(Point-based annotation data)

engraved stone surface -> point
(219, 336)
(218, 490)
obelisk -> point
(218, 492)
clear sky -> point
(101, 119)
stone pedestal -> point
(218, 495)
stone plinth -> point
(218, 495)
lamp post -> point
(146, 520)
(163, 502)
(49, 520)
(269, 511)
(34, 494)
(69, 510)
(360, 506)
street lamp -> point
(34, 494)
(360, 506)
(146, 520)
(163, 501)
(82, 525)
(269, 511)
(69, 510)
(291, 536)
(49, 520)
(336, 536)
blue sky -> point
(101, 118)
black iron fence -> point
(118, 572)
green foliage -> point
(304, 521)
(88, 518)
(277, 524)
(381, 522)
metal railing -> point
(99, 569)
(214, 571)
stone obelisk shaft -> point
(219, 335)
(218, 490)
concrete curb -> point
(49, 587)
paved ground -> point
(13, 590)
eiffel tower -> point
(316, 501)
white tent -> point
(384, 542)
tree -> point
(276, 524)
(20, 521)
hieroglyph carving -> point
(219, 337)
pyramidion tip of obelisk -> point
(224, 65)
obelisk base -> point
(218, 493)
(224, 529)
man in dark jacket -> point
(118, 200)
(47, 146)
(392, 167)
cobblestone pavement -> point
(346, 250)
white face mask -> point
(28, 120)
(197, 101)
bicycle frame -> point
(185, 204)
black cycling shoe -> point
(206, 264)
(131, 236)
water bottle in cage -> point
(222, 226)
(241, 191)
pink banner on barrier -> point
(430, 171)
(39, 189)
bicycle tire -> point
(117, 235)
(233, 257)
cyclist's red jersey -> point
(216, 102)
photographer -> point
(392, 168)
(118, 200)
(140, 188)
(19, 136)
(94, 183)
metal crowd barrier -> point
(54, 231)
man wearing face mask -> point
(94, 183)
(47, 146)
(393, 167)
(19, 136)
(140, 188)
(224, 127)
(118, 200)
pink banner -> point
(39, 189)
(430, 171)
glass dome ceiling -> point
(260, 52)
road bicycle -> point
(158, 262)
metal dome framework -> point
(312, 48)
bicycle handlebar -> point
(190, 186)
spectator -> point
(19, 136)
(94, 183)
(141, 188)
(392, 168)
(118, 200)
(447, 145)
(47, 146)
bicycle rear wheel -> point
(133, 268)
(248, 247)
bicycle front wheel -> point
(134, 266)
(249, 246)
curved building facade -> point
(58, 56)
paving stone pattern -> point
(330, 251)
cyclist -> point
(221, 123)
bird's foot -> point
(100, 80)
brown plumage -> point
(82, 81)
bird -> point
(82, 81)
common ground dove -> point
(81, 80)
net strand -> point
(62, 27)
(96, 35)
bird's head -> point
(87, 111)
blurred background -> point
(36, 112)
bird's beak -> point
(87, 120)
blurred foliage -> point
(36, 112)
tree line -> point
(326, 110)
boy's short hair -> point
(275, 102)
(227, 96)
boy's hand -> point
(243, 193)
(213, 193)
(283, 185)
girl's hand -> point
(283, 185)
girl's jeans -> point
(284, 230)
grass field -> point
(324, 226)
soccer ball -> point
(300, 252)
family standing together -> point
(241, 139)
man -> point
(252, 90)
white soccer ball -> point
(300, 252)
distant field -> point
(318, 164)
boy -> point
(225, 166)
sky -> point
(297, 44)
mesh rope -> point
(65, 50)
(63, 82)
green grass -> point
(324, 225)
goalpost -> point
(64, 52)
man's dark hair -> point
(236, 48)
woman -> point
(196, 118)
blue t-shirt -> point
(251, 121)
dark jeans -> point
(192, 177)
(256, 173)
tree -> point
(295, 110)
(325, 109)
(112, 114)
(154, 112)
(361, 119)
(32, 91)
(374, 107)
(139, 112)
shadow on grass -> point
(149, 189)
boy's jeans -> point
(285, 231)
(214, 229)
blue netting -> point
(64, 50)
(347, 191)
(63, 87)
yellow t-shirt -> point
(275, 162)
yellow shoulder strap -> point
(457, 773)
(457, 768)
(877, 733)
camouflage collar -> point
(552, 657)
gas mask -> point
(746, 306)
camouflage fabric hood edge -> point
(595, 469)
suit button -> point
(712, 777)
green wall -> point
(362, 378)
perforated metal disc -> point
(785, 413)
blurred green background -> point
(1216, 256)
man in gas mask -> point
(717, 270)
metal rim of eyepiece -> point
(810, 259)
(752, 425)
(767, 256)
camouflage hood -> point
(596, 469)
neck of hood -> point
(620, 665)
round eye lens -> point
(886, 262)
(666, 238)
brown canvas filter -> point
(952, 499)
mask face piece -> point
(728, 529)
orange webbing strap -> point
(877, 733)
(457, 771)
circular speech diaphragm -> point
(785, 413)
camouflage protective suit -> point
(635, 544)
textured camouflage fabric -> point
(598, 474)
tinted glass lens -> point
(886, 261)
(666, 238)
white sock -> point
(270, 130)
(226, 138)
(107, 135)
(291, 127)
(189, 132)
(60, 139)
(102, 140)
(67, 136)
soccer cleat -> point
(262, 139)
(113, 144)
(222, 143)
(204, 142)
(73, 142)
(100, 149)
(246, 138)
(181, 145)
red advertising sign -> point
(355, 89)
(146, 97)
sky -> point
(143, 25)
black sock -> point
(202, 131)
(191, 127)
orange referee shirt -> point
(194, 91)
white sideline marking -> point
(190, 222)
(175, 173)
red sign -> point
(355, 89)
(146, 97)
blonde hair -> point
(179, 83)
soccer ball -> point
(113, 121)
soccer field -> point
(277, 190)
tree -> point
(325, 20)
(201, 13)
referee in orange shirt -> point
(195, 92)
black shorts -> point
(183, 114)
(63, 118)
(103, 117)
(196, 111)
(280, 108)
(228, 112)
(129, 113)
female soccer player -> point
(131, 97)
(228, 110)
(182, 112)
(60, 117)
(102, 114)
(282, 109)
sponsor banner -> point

§ **Instructions for the task**: Change "soccer" to "football" everywhere it occurs in the records and write the records out again with everything else left as it is.

§ **Solution to the exercise**:
engraved stone surface -> point
(219, 336)
(218, 490)
obelisk -> point
(218, 492)
clear sky -> point
(101, 119)
stone pedestal -> point
(218, 495)
stone plinth -> point
(218, 495)
lamp post -> point
(146, 520)
(163, 502)
(49, 520)
(269, 511)
(34, 494)
(69, 510)
(360, 506)
street lamp -> point
(34, 494)
(360, 506)
(146, 520)
(163, 501)
(82, 525)
(269, 511)
(69, 510)
(291, 536)
(49, 520)
(336, 536)
blue sky -> point
(101, 118)
black iron fence -> point
(118, 572)
green foliage -> point
(304, 521)
(88, 518)
(277, 524)
(381, 522)
metal railing -> point
(99, 569)
(214, 571)
stone obelisk shaft -> point
(219, 335)
(218, 490)
concrete curb -> point
(49, 587)
paved ground -> point
(13, 590)
eiffel tower -> point
(316, 501)
white tent -> point
(384, 542)
tree -> point
(276, 524)
(20, 521)
hieroglyph carving -> point
(219, 337)
pyramidion tip of obelisk -> point
(224, 65)
obelisk base -> point
(218, 493)
(224, 529)
man in dark jacket -> point
(118, 200)
(47, 146)
(392, 167)
cobblestone pavement -> point
(346, 250)
white face mask -> point
(28, 120)
(197, 101)
bicycle frame -> point
(185, 204)
black cycling shoe -> point
(206, 264)
(131, 236)
water bottle in cage -> point
(222, 226)
(241, 191)
pink banner on barrier -> point
(430, 171)
(39, 189)
bicycle tire -> point
(117, 235)
(233, 257)
cyclist's red jersey -> point
(216, 102)
photographer -> point
(392, 168)
(118, 200)
(140, 188)
(19, 136)
(94, 183)
metal crowd barrier -> point
(54, 231)
man wearing face mask -> point
(94, 183)
(47, 146)
(393, 167)
(19, 136)
(140, 188)
(224, 127)
(118, 200)
pink banner -> point
(39, 189)
(430, 171)
glass dome ceiling -> point
(260, 52)
road bicycle -> point
(158, 262)
metal dome framework -> point
(312, 48)
bicycle handlebar -> point
(190, 186)
spectator -> point
(19, 136)
(94, 183)
(141, 188)
(392, 168)
(118, 200)
(447, 145)
(47, 146)
bicycle rear wheel -> point
(133, 268)
(248, 247)
bicycle front wheel -> point
(134, 266)
(249, 246)
curved building facade -> point
(58, 56)
paving stone pattern -> point
(330, 251)
cyclist -> point
(221, 123)
bird's foot -> point
(100, 80)
brown plumage -> point
(82, 81)
bird -> point
(82, 81)
common ground dove -> point
(81, 80)
net strand -> point
(62, 27)
(96, 35)
bird's head -> point
(87, 111)
blurred background -> point
(36, 112)
bird's beak -> point
(87, 120)
blurred foliage -> point
(36, 112)
tree line -> point
(326, 110)
boy's short hair -> point
(275, 102)
(227, 96)
boy's hand -> point
(243, 193)
(213, 193)
(283, 185)
girl's hand -> point
(283, 185)
girl's jeans -> point
(284, 230)
grass field -> point
(324, 226)
football ball -> point
(300, 252)
family standing together -> point
(241, 139)
man -> point
(252, 90)
white football ball -> point
(300, 252)
distant field -> point
(318, 164)
boy -> point
(225, 166)
sky -> point
(297, 44)
mesh rope -> point
(65, 50)
(63, 82)
green grass -> point
(324, 225)
goalpost -> point
(64, 52)
man's dark hair -> point
(236, 48)
woman -> point
(196, 118)
blue t-shirt -> point
(251, 121)
dark jeans -> point
(192, 177)
(256, 173)
tree -> point
(295, 110)
(325, 109)
(112, 114)
(154, 112)
(361, 119)
(32, 91)
(374, 107)
(139, 112)
shadow on grass -> point
(149, 189)
boy's jeans -> point
(285, 231)
(214, 229)
blue netting -> point
(64, 50)
(347, 191)
(63, 87)
yellow t-shirt -> point
(275, 162)
yellow shoulder strap -> point
(457, 773)
(457, 768)
(877, 733)
camouflage collar -> point
(552, 657)
gas mask -> point
(746, 306)
camouflage fabric hood edge -> point
(595, 469)
suit button -> point
(712, 777)
green wall -> point
(362, 378)
perforated metal disc -> point
(785, 413)
blurred green background -> point
(1216, 256)
man in gas mask -> point
(717, 270)
metal rim of eyepiece -> point
(810, 259)
(752, 425)
(767, 256)
camouflage hood -> point
(596, 469)
neck of hood -> point
(620, 665)
round eye lens -> point
(886, 262)
(666, 238)
brown canvas filter -> point
(952, 499)
mask face piece -> point
(728, 529)
orange webbing strap -> point
(877, 733)
(457, 771)
circular speech diaphragm -> point
(785, 413)
camouflage protective suit -> point
(635, 544)
textured camouflage fabric -> point
(598, 474)
tinted glass lens -> point
(886, 261)
(666, 238)
white sock -> point
(270, 130)
(226, 138)
(107, 135)
(291, 127)
(189, 132)
(60, 139)
(102, 140)
(67, 136)
football cleat -> point
(262, 139)
(113, 144)
(222, 143)
(204, 142)
(73, 142)
(100, 149)
(246, 138)
(181, 145)
red advertising sign -> point
(355, 89)
(146, 97)
sky -> point
(143, 25)
black sock -> point
(202, 131)
(191, 127)
orange referee shirt -> point
(194, 91)
white sideline marking -> point
(190, 222)
(175, 173)
red sign -> point
(355, 89)
(146, 97)
blonde hair -> point
(179, 83)
football ball -> point
(113, 121)
football field -> point
(277, 190)
tree -> point
(325, 20)
(201, 13)
referee in orange shirt -> point
(195, 92)
black shorts -> point
(183, 114)
(63, 118)
(103, 117)
(196, 111)
(280, 108)
(228, 112)
(129, 113)
female football player -> point
(131, 97)
(228, 110)
(182, 112)
(60, 117)
(102, 114)
(282, 109)
sponsor banner -> point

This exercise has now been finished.